_PROBLEM STATEMENT:_
An exact reproduction of all entries is required.
------------------------------------
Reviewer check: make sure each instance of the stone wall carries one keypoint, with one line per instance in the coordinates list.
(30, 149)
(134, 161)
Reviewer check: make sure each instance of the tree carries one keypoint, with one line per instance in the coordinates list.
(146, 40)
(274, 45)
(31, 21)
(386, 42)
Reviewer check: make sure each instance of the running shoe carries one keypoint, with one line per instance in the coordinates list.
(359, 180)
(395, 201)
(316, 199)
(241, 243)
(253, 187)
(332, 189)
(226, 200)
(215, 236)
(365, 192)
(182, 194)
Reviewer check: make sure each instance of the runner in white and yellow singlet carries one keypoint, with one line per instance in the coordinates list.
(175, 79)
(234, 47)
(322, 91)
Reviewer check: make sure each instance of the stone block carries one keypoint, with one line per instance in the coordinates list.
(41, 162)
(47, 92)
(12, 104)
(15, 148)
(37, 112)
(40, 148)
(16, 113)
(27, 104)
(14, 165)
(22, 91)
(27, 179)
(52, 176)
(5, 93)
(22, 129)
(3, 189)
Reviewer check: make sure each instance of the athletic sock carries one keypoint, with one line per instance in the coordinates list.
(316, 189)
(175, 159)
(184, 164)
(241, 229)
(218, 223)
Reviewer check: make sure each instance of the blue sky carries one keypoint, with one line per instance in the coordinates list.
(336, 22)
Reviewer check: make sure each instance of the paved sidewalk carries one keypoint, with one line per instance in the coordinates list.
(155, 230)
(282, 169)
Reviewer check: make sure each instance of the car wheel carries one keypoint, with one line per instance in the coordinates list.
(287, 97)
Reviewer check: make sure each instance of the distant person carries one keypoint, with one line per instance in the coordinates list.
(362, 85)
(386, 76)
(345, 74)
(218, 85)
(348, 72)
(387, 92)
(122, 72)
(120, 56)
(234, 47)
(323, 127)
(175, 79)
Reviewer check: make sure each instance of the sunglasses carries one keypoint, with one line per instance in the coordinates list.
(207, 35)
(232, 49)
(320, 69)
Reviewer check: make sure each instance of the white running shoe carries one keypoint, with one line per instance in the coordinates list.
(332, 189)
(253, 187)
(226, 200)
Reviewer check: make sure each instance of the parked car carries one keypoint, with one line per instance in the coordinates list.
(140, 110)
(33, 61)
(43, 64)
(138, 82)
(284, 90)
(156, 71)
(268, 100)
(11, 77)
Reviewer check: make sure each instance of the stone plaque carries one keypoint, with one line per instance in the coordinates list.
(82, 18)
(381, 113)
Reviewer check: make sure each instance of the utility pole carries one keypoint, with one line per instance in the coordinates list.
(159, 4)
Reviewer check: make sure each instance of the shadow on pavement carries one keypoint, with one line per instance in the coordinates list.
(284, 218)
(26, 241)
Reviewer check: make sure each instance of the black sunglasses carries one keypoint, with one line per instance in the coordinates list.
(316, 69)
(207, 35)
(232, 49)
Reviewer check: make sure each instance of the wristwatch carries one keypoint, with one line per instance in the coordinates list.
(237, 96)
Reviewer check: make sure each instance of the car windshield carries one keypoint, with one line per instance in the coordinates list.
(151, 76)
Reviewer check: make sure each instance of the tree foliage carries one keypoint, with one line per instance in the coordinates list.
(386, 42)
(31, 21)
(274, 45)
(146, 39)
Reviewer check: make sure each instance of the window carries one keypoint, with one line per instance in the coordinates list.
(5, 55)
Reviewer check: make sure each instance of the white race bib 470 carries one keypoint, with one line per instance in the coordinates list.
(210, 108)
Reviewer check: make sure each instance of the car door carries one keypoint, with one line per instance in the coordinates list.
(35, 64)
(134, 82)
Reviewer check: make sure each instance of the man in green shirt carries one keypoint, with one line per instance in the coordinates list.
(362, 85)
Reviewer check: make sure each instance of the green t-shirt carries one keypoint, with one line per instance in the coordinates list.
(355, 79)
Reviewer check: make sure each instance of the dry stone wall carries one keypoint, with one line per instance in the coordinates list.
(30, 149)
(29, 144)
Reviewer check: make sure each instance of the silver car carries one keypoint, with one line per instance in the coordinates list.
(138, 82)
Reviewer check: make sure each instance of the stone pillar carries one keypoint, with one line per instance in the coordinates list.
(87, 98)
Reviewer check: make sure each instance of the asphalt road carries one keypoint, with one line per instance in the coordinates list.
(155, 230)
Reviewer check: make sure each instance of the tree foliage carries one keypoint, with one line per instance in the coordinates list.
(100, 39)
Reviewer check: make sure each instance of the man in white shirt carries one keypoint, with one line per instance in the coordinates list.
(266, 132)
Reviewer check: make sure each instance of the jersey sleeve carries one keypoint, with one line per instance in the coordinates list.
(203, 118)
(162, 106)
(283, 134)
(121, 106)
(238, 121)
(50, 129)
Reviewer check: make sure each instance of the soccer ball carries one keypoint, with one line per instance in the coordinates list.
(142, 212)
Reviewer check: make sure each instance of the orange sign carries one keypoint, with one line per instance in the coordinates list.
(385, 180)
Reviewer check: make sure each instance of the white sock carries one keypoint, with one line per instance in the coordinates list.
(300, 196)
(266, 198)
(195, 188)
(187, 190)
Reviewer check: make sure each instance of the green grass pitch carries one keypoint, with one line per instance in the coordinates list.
------------------------------------
_REPLY TO THE TASK:_
Reviewer check: make sure each instance of the stone wall carries one keypoint, with one line per instance in the coordinates list.
(30, 149)
(134, 161)
Reviewer check: make sure each instance of the tree carries one keypoint, with one line per instance in the coordinates list.
(146, 40)
(274, 45)
(31, 21)
(386, 42)
Reviewer check: make sure each instance of the running shoe carries one keypoint, with one line per instance in the coordinates list.
(359, 180)
(395, 201)
(316, 199)
(241, 243)
(253, 187)
(332, 189)
(226, 200)
(215, 236)
(365, 192)
(182, 194)
Reviewer check: make sure each instance of the runner in white and yellow singlet carries one keypoint, with one line per instance in the coordinates list.
(175, 79)
(234, 47)
(322, 91)
Reviewer check: make sure each instance of the stone block carries one keypoint, with one line per instance in the coordinates list.
(41, 162)
(47, 92)
(12, 104)
(15, 148)
(37, 112)
(40, 148)
(16, 113)
(27, 104)
(14, 165)
(22, 91)
(27, 179)
(52, 176)
(5, 93)
(22, 129)
(3, 189)
Reviewer check: make sure each instance of the athletic sock carries one keypoint, with one line per instance in the coordinates list.
(316, 189)
(175, 159)
(184, 164)
(241, 229)
(218, 223)
Reviewer check: make sure each instance of the blue sky carries one keypoint, with one line per instance in the coordinates list.
(336, 22)
Reviewer check: make sure each instance of the paved sidewalk carries one keypoint, with one line per instance in the coordinates list.
(155, 230)
(282, 169)
Reviewer check: make sure each instance of the car wheel carries one keypoint, with one line per instance in the coordinates list.
(287, 97)
Reviewer check: make sure each instance of the distant person carries one keypoint, with one line per instance in the coordinates list.
(362, 85)
(386, 76)
(345, 74)
(218, 85)
(348, 72)
(387, 92)
(122, 72)
(120, 56)
(234, 47)
(323, 127)
(175, 79)
Reviewer check: make sure each instance of the sunglasses carries one keypoint, with one line per instance in the coordinates list.
(207, 35)
(232, 49)
(320, 69)
Reviewer check: make sure each instance of the white running shoe carries one keypoint, with one line per instance in the coordinates list.
(332, 189)
(253, 187)
(226, 200)
Reviewer check: make sure each instance of the parked car carries one keypoint, with one line per instance in the coordinates list.
(140, 110)
(33, 61)
(43, 64)
(138, 82)
(284, 90)
(156, 71)
(268, 100)
(11, 77)
Reviewer check: make sure each instance of the stone plaque carries one keypoint, with one line per instance in the coordinates list.
(82, 18)
(381, 113)
Reviewer check: make sure each instance of the utility pole carries one keypoint, with one line per instance in the coordinates list.
(159, 4)
Reviewer check: make sure each instance of the shadow on pavement carries one keypoint, with one line per instance in the coordinates list.
(284, 218)
(26, 241)
Reviewer check: make sure each instance of the black sunglasses carries one keypoint, with one line per instance in the coordinates list.
(316, 69)
(207, 35)
(232, 49)
Reviewer check: make sure each instance of the wristwatch carries one keypoint, with one line per instance in the coordinates list.
(237, 96)
Reviewer check: make sure each instance of the car windshield carries one keypoint, with one line per instance in the coordinates list.
(151, 76)
Reviewer check: make sure each instance of the tree foliage carries one keypoint, with one line per instance in the coordinates list.
(386, 42)
(31, 21)
(274, 45)
(146, 39)
Reviewer check: make sure each instance of the window carries one keypoint, with one line per instance in the coordinates list.
(5, 55)
Reviewer check: make sure each instance of the white race bib 470 carries one keypoint, with one line per instance in the coordinates list.
(210, 108)
Reviewer check: make sure each instance of the car door carries one keypoint, with one line per instance in the coordinates list.
(35, 64)
(134, 82)
Reviewer check: make sure each instance of the man in green shirt carries one keypoint, with one line per instance in the coordinates list.
(362, 85)
Reviewer check: make sure each instance of the green t-shirt carries one keypoint, with one line per instance in the coordinates list.
(355, 79)
Reviewer check: make sure each instance of the dry stone wall carries one keypoint, with one line per instance in the coordinates list.
(30, 149)
(29, 144)
Reviewer check: make sure each instance of the silver car carries one keypoint, with one line per instance in the coordinates list.
(138, 82)
Reviewer check: make sure each instance of the stone pillar carries one keypoint, with one line per instance in the coordinates list.
(87, 98)
Reviewer check: make sure each instance of the asphalt road carries one keypoint, with one line per instance in the coordinates list.
(155, 230)
Reviewer check: make sure each instance of the tree foliage carries one keypoint, with one line per instance in the coordinates list.
(100, 39)
Reviewer check: make sure each instance of the man in white shirt carries one keypoint, with one line per instance in the coordinates list.
(266, 132)
Reviewer check: make sure each instance of the jersey sleeve carries one keypoint, with one line per instance in the coordinates list.
(203, 118)
(162, 106)
(283, 134)
(121, 106)
(238, 121)
(50, 129)
Reviewer check: make sure each instance of the soccer ball carries one keypoint, with one line per instance in the coordinates list.
(142, 212)
Reviewer check: make sure each instance of the orange sign carries one keypoint, with one line per instance in the coordinates list.
(385, 180)
Reviewer check: make sure each instance of the white sock carries one keypoint, with one line per instance in the coordinates list.
(300, 196)
(266, 198)
(195, 188)
(187, 190)
Reviewer check: make sure each instance of the green grass pitch carries one keypoint, with one line per instance in the coordinates list.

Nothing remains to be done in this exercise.